◆ Objectives ◆
1) In the forum thread on faster string conversion, translate this sentence into Spanish: "The only caveat is it returns a double so I had to change getnum2 to a double."
2) Turn the paragraph of the forum thread on faster string conversion that begins "The only method I could find" into a short bulleted list that keeps its main facts.

◆ Excerpt to read ◆
○ ○ ○ ○ ○

Hello,

I wonder if there could be faster way to convert a string to .Double() and Int32(),
then the methods below?

The code below takes approx: 7000 ms

                //7000 ms
                String number1 = "21.58";
                String number2 = "21";
                double getNum1 = 0;
                int getNum2 = 0;

                DateTime dt = DateTime.Now;
                int runs = 85000 * 15 * 10;
                for (int s = 0; s < runs; s++)
                {
                    getNum1 = Convert.ToDouble(number1);
                    getNum2 = Convert.ToInt32(number2);
                }
                DateTime dt2 = DateTime.Now;
                TimeSpan diff = dt2 - dt;

                MessageBox.Show(diff.TotalMilliseconds.ToString());

The only method I could find was to cheat and use the VB.net 'Val(string) as double' function. The only caveat is it returns a double so I had to change getnum2 to a double. The good news, approximately 50% increase in speed. Not sure why that code is that much more efficient, but there you have it. Here's my code:

 using Microsoft.VisualBasic;
            String number1 = "21.58";
            String number2 = "21";
            double getNum1 = 0;
            double getNum2 = 0;
            DateTime dt = DateTime.Now;
            int runs = 85000 * 15 * 10;
            for (int s = 0; s < runs; s++)

○ ○ ○ ○ ○

◆ Listed records ◆
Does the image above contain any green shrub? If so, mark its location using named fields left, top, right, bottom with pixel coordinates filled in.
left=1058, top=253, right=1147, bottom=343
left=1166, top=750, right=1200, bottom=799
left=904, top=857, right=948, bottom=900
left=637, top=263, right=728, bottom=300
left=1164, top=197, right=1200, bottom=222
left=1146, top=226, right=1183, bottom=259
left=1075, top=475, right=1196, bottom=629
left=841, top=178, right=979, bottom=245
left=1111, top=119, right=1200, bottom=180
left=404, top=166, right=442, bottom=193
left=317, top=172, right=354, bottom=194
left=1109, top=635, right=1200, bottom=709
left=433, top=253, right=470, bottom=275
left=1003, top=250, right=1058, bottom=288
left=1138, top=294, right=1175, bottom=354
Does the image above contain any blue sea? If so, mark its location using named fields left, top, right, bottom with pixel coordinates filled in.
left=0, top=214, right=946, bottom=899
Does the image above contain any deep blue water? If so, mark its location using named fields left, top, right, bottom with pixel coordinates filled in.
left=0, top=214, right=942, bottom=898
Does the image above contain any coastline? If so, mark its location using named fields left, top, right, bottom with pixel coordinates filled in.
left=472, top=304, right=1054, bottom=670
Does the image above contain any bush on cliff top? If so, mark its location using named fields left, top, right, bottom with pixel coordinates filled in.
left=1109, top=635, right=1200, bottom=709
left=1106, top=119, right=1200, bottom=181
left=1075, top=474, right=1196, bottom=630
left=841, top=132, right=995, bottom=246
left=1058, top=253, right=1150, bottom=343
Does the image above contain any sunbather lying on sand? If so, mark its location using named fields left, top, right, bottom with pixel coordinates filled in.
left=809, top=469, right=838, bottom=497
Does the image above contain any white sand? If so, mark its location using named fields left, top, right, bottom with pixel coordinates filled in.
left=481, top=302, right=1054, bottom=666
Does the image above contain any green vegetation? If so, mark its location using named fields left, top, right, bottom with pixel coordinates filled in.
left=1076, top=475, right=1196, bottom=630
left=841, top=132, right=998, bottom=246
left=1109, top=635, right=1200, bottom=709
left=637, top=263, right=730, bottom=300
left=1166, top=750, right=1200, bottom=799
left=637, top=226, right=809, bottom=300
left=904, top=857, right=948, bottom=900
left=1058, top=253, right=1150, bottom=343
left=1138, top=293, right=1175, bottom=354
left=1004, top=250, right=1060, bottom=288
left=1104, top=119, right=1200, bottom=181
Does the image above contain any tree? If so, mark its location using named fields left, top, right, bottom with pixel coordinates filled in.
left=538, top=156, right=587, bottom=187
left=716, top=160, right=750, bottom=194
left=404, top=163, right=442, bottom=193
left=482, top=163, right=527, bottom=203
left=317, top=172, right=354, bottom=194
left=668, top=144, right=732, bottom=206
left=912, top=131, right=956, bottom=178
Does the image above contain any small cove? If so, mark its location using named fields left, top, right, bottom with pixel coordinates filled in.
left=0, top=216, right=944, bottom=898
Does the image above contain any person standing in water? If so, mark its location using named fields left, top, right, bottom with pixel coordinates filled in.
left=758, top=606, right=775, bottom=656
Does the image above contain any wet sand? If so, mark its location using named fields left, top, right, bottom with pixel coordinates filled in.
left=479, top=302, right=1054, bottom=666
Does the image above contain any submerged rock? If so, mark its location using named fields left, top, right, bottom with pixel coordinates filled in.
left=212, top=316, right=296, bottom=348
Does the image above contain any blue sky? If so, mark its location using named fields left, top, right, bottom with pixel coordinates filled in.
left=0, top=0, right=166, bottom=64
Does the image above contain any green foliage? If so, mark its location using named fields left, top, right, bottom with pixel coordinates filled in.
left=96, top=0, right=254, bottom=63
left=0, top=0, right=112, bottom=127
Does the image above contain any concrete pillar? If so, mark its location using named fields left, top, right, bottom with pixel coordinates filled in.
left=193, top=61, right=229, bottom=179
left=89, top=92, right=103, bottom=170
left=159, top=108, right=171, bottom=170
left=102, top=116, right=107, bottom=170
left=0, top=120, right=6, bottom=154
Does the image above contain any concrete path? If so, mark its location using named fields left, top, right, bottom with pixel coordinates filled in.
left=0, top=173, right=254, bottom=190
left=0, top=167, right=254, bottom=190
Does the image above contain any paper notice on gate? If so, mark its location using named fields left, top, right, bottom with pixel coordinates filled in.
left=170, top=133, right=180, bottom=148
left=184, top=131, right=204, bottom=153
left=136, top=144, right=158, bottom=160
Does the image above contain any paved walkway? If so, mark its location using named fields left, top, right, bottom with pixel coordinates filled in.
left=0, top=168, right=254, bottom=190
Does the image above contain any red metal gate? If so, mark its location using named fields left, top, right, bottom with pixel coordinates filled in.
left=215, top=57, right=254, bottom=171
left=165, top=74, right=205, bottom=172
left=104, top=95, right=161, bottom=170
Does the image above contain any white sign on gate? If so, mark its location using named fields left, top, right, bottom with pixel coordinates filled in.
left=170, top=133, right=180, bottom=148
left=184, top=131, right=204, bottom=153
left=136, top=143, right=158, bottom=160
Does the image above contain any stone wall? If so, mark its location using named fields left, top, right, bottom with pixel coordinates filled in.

○ ○ ○ ○ ○

◆ Answers for the exercise ◆
1) La única salvedad es que devuelve un double, así que tuve que cambiar getnum2 a double.

2)
- The only faster method found was to use the VB.net function 'Val(string) as double' as a workaround.
- Because Val returns a double, getnum2 had to be changed to a double.
- The change gave roughly a 50% increase in speed.
- The writer is unsure why that code is so much more efficient.